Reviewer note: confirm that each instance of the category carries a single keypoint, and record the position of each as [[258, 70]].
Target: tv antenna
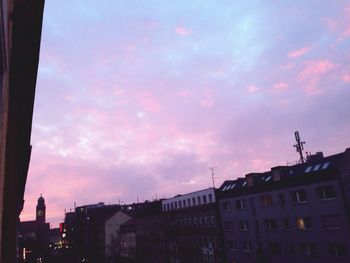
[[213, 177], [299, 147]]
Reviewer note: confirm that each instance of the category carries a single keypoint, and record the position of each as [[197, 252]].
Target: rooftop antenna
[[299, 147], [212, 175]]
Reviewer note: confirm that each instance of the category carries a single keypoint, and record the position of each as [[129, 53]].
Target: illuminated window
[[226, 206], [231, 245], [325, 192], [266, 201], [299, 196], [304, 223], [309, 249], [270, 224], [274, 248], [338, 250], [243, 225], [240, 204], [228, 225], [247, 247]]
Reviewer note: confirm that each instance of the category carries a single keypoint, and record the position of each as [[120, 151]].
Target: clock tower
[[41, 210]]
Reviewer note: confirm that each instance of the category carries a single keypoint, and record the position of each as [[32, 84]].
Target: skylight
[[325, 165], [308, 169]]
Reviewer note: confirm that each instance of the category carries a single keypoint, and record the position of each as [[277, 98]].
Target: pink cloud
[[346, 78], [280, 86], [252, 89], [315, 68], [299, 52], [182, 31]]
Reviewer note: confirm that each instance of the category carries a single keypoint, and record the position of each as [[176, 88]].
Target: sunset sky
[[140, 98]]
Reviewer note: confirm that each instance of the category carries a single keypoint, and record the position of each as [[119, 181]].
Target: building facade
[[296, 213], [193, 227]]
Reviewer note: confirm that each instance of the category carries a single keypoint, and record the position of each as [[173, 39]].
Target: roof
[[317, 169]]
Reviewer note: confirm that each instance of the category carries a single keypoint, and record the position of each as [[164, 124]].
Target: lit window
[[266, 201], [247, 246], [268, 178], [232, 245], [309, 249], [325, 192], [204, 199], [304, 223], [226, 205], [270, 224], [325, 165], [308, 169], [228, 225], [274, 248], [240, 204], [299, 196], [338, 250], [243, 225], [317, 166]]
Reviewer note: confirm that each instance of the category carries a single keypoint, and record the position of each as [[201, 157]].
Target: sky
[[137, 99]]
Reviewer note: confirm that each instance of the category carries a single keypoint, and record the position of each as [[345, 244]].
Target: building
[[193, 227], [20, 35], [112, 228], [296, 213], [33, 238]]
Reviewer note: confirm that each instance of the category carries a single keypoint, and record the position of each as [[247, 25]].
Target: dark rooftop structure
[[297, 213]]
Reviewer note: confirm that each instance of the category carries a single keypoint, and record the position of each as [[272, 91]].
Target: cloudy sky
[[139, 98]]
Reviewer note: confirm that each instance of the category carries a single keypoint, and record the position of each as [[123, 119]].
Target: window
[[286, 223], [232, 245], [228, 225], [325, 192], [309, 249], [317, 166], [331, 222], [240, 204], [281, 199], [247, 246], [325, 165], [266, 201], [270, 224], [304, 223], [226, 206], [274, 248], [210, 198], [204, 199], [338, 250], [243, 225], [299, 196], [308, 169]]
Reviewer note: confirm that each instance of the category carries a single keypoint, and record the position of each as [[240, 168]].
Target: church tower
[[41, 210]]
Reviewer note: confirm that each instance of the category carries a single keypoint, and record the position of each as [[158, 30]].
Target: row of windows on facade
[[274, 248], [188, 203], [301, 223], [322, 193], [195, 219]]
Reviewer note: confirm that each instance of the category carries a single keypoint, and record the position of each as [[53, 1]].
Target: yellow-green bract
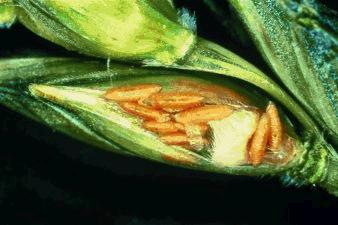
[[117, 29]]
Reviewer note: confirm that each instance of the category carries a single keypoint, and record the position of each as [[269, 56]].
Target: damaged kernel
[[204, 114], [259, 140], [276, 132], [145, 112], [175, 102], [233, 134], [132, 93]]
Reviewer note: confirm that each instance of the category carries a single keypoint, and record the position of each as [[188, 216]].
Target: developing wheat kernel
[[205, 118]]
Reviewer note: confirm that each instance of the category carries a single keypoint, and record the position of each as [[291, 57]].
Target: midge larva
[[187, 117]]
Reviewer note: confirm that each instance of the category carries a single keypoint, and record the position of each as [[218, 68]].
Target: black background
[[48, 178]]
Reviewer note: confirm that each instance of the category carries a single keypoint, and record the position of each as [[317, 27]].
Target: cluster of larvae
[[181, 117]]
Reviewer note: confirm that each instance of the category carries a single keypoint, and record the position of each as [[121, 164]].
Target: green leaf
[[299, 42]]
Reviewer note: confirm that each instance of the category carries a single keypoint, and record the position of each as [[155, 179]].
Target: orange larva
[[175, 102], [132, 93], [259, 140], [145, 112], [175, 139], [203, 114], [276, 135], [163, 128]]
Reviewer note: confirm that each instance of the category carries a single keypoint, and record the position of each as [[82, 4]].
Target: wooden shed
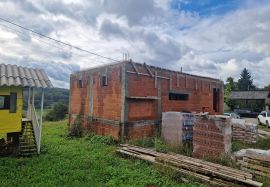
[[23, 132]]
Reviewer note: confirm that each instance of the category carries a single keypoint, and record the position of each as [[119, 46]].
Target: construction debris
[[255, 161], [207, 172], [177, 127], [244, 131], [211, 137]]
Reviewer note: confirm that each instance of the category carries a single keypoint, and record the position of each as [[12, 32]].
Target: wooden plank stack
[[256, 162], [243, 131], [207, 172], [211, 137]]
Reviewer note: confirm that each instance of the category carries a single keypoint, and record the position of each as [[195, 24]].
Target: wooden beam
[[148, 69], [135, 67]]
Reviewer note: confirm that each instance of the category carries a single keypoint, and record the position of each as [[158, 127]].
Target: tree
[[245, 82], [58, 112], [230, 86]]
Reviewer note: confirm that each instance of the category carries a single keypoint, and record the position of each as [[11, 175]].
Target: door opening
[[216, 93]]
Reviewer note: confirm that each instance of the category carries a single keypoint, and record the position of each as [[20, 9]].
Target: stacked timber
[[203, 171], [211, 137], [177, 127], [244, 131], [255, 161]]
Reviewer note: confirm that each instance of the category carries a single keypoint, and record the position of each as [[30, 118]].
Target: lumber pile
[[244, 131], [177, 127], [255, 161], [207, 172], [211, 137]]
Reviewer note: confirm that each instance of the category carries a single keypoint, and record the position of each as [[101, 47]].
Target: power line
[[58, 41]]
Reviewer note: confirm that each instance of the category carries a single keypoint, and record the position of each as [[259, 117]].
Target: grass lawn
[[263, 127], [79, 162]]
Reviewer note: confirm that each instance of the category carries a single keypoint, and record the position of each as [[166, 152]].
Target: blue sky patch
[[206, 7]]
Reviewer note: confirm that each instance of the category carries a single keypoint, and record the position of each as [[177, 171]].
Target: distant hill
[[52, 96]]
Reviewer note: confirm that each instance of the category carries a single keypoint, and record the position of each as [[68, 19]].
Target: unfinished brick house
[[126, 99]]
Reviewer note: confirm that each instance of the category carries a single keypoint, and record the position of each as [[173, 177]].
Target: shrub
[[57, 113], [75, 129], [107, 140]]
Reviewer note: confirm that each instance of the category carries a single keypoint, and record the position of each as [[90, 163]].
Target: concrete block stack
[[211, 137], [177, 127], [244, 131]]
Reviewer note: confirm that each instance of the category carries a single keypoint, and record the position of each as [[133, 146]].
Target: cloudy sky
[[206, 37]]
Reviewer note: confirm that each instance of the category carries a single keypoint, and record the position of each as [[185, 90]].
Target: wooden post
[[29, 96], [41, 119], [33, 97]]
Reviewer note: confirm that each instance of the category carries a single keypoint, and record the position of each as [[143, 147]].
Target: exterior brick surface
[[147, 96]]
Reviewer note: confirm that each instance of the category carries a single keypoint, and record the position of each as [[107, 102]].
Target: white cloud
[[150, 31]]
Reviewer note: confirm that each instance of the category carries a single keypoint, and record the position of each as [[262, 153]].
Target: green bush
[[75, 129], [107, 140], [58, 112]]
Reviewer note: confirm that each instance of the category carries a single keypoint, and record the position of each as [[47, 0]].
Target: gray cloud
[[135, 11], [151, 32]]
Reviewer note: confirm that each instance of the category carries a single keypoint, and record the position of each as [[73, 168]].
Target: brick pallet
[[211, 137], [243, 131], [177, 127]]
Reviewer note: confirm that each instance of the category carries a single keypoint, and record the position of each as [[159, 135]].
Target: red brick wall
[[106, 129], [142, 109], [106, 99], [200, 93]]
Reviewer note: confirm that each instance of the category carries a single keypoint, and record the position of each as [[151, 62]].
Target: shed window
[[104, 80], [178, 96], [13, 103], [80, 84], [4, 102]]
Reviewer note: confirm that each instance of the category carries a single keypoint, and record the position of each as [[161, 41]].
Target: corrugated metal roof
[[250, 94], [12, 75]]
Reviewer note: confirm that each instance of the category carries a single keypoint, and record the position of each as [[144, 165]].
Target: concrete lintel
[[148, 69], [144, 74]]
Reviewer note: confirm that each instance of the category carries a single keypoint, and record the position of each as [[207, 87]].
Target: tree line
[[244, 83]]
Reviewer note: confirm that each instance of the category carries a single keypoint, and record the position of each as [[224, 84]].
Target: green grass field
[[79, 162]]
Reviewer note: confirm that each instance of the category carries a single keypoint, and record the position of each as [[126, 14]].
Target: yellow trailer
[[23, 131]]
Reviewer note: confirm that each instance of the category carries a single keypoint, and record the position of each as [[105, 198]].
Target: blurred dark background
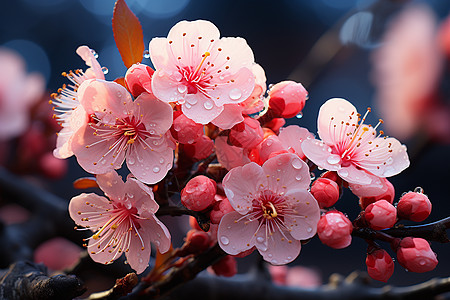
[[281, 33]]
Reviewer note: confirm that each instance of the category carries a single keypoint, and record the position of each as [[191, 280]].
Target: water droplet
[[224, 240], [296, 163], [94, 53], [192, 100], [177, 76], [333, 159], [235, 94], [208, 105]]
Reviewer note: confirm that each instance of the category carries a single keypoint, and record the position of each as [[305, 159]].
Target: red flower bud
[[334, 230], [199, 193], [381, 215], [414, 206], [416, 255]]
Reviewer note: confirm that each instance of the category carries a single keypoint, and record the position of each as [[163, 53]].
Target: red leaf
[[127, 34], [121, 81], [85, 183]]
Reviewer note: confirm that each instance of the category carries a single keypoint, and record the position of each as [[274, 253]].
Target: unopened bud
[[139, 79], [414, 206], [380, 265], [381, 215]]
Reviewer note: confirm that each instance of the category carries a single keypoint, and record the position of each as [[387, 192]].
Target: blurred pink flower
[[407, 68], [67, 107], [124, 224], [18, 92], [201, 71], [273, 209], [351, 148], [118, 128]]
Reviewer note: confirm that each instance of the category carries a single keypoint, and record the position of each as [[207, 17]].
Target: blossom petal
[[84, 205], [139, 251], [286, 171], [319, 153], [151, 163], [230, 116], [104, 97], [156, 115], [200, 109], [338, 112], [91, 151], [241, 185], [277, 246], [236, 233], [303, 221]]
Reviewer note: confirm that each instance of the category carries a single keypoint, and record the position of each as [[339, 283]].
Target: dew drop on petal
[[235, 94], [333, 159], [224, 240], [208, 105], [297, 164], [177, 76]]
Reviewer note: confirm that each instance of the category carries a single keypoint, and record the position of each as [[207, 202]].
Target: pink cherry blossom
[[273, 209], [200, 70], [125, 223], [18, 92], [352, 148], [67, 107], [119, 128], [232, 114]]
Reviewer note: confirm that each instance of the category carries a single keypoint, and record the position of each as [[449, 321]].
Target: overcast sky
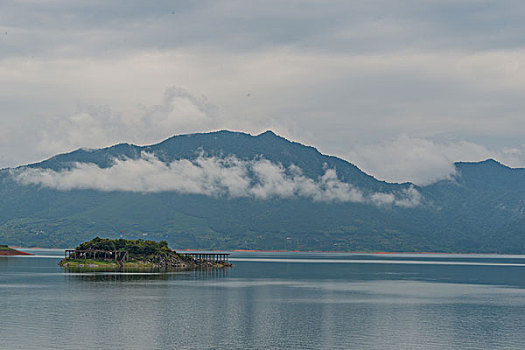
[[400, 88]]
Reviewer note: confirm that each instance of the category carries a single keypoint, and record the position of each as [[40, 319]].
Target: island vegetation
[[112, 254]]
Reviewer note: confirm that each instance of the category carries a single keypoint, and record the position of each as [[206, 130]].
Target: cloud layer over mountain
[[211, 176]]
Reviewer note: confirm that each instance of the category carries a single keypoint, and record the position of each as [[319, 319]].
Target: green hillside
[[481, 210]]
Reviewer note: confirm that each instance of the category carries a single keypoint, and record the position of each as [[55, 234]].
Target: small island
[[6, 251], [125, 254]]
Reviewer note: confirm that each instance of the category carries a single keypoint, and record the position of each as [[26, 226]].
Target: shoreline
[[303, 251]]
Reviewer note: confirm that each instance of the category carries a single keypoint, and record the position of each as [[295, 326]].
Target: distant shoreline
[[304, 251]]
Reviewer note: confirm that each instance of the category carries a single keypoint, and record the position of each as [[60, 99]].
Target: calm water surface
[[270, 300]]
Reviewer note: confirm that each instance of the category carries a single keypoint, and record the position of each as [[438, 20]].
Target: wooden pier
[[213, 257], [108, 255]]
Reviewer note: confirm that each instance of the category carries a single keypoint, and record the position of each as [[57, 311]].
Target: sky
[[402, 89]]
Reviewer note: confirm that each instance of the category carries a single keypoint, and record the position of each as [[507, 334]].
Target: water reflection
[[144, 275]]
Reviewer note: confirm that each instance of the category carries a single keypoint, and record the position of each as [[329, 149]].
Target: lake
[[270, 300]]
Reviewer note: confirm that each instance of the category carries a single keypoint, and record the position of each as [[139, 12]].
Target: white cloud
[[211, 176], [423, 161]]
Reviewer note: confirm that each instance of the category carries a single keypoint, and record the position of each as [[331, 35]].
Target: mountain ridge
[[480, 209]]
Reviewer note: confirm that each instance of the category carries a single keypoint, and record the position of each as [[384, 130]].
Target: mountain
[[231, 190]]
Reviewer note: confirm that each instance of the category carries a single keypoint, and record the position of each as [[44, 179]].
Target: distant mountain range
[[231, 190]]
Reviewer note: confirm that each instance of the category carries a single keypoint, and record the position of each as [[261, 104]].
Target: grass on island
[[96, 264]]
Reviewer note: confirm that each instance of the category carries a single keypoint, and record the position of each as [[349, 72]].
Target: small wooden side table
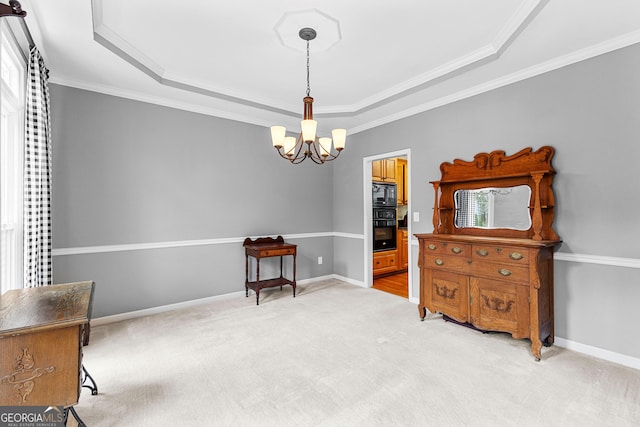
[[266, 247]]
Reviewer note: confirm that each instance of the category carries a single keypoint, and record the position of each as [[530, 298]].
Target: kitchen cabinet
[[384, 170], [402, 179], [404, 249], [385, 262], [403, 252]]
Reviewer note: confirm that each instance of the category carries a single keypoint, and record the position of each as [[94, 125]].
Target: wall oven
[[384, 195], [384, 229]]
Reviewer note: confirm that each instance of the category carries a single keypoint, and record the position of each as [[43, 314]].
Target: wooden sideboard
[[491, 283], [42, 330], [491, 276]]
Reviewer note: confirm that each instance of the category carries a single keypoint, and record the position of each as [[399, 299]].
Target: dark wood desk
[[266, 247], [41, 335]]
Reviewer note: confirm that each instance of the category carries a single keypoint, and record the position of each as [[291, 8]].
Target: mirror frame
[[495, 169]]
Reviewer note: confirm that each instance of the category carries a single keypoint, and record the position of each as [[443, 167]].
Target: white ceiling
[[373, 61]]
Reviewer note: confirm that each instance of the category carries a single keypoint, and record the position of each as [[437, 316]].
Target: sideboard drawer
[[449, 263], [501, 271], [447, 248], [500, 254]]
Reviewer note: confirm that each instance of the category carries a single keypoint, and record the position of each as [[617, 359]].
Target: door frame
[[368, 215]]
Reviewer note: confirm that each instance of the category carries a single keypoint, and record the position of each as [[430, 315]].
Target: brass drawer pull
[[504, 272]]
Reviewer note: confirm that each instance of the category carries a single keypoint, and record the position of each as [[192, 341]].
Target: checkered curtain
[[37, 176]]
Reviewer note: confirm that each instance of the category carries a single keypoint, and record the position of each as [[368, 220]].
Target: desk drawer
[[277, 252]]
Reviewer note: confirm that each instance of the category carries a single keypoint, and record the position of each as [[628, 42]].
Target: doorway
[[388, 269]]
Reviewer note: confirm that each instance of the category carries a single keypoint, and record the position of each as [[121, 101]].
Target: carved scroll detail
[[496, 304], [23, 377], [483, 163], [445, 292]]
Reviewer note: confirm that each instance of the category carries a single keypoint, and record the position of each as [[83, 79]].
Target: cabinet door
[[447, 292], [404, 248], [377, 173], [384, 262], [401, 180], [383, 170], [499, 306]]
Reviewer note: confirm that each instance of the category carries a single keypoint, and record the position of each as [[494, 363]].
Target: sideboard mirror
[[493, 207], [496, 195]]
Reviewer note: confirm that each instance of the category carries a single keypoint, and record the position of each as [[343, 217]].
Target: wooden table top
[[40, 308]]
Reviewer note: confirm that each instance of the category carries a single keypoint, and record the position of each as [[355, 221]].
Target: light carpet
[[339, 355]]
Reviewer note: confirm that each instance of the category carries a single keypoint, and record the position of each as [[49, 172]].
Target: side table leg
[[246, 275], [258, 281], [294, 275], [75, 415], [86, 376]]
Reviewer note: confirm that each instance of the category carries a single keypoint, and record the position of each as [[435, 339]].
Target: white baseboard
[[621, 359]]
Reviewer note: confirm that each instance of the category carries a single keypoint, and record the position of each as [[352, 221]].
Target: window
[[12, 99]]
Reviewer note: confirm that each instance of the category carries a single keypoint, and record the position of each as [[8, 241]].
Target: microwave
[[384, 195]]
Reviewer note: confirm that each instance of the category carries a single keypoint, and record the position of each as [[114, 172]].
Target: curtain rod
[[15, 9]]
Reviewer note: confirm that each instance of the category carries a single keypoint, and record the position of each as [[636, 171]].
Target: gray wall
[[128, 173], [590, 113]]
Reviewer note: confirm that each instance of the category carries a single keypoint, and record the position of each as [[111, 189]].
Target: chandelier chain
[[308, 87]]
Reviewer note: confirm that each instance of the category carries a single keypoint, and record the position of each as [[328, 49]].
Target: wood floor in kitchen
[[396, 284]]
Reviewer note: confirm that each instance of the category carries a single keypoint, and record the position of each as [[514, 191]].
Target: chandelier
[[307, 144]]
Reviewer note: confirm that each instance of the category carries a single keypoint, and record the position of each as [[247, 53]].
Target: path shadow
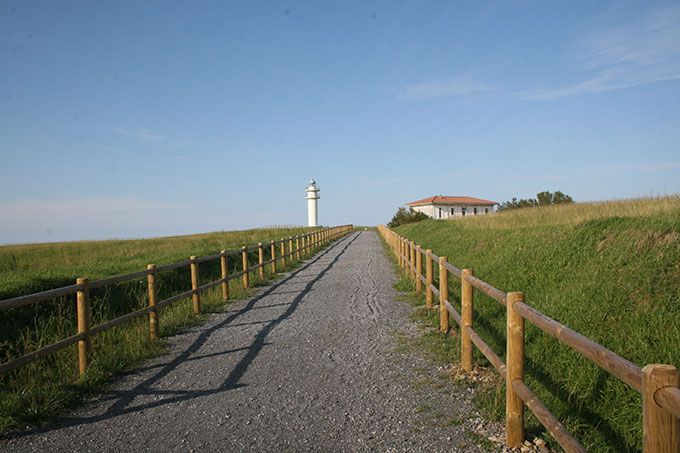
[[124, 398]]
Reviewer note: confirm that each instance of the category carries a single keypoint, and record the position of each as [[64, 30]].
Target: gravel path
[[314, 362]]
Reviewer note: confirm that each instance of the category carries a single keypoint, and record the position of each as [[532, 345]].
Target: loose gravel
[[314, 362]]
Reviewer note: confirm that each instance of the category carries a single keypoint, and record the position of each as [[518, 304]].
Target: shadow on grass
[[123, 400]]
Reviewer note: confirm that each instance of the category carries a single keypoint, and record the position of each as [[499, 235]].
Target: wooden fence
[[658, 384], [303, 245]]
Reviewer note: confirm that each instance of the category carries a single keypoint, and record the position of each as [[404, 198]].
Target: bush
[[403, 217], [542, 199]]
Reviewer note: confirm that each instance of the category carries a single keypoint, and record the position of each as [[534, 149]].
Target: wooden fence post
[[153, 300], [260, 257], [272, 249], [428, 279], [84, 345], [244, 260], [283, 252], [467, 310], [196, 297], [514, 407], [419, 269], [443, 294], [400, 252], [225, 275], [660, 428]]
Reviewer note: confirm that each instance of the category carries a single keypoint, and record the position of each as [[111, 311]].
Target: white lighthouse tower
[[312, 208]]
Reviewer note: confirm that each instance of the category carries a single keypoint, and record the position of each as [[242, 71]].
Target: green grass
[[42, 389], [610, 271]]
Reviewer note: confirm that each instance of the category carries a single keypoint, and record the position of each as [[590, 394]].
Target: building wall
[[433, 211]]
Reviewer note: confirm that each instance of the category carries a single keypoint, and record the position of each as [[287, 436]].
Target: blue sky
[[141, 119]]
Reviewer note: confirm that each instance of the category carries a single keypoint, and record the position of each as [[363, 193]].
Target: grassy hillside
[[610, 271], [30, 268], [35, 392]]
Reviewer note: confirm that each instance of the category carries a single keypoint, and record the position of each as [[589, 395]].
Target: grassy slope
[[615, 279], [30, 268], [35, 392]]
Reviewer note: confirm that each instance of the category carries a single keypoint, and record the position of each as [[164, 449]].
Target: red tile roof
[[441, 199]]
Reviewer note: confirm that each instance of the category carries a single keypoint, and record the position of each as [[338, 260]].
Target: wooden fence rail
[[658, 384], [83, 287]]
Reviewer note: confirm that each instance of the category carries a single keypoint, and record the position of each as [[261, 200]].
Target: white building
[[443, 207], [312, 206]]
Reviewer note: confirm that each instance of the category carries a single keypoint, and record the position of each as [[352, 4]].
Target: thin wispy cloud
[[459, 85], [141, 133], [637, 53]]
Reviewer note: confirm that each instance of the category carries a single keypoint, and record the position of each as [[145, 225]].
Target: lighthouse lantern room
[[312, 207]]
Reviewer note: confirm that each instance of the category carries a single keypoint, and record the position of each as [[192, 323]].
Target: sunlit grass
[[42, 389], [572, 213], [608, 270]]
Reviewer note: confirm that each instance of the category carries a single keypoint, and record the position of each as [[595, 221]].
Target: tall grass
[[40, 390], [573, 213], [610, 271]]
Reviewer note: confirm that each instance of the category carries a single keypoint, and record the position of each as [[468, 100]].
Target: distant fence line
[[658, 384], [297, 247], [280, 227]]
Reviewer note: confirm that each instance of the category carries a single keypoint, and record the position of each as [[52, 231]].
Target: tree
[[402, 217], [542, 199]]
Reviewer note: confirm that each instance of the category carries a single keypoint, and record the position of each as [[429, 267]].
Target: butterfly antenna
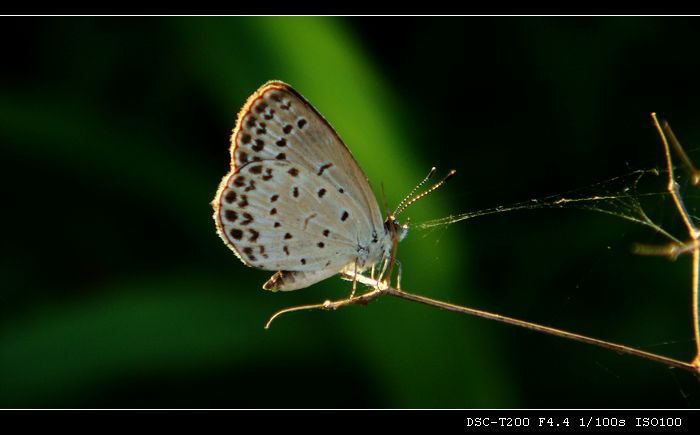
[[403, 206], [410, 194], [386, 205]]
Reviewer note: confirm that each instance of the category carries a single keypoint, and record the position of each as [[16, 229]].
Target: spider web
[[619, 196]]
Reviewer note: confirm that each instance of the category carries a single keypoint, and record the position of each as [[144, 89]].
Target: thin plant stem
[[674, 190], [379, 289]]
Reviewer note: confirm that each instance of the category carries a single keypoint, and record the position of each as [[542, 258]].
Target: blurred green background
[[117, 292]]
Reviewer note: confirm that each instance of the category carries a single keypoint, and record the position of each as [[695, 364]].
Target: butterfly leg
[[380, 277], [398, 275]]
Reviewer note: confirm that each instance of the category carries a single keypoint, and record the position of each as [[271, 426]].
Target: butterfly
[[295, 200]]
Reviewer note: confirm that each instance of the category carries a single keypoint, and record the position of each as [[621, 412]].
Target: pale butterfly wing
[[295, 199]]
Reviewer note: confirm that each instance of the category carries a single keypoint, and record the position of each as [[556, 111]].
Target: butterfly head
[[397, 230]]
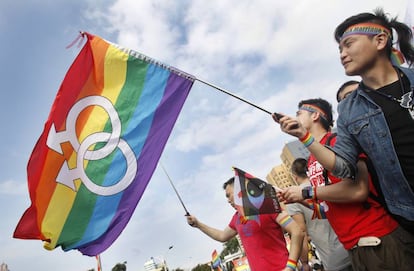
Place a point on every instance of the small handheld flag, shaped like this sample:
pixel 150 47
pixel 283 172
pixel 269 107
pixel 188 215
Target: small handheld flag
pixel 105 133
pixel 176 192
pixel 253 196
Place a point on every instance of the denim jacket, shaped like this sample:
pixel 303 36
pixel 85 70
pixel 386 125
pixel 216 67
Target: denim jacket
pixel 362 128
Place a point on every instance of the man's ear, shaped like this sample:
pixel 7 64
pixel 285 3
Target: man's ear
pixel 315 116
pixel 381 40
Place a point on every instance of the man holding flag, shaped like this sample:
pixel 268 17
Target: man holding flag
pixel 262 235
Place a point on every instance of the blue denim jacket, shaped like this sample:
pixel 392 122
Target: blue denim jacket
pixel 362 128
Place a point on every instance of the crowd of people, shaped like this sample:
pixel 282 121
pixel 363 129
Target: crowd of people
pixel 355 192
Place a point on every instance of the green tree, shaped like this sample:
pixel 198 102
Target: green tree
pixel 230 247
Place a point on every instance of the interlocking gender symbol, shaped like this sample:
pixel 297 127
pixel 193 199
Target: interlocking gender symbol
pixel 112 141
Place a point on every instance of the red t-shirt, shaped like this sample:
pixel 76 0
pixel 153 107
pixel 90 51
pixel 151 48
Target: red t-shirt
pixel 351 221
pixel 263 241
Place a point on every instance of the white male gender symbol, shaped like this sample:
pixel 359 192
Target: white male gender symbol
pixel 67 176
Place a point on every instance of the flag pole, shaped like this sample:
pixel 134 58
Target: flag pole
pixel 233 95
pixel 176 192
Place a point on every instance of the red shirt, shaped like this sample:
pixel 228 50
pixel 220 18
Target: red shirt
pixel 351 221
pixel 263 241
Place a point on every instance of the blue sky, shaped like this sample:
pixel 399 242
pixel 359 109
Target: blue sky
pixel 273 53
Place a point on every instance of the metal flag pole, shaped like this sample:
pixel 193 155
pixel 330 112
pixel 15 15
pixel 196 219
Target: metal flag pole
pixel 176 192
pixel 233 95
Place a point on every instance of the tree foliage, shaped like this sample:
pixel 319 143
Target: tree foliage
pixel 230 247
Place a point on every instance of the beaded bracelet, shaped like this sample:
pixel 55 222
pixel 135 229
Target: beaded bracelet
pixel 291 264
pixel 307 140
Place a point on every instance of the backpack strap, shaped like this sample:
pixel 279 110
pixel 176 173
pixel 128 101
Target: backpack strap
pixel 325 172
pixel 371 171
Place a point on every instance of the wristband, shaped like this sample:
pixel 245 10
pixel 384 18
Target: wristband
**********
▶ **PROBLEM STATEMENT**:
Please revise the data from the line that contains "as [[277, 98]]." through the line that contains "[[193, 227], [20, 35], [112, 228], [296, 213], [33, 238]]", swapping "Reviewer note" for "Review note" and changing nothing else.

▶ **RESULT OF THIS EXERCISE**:
Review note: confirm that each instance of the category carries a single keypoint, and record the position of each as [[277, 98]].
Target: pink cloud
[[346, 78], [280, 86], [252, 89], [315, 68], [299, 52], [182, 31]]
Review note: confirm that each instance of the category carries a single keypoint, and record the position of each as [[176, 88]].
Target: sunset sky
[[140, 98]]
Review note: confirm that each instance of the category carries a single keypoint, and record the position of each as [[119, 181]].
Target: building facade
[[296, 213], [193, 227]]
Review note: confirm that each instance of the category carries a single keypoint, and record the position of each as [[173, 39]].
Target: roof
[[317, 169]]
Review note: confirm that each instance of the category carries a single keypoint, and record the position of each as [[164, 124]].
Target: lit window
[[266, 201], [247, 246], [268, 178], [232, 245], [309, 249], [325, 192], [204, 199], [304, 223], [226, 205], [270, 224], [325, 165], [308, 169], [228, 225], [274, 248], [240, 204], [299, 196], [338, 250], [243, 225], [317, 166]]
Review note: confirm that each instance of the category carries a single keypoint, and record the position of each as [[201, 157]].
Target: sky
[[137, 99]]
Review note: confirm that each instance of the category carries a single keypoint, and record the position of each as [[345, 244]].
Target: building
[[193, 227], [20, 35], [112, 228], [296, 213], [33, 238]]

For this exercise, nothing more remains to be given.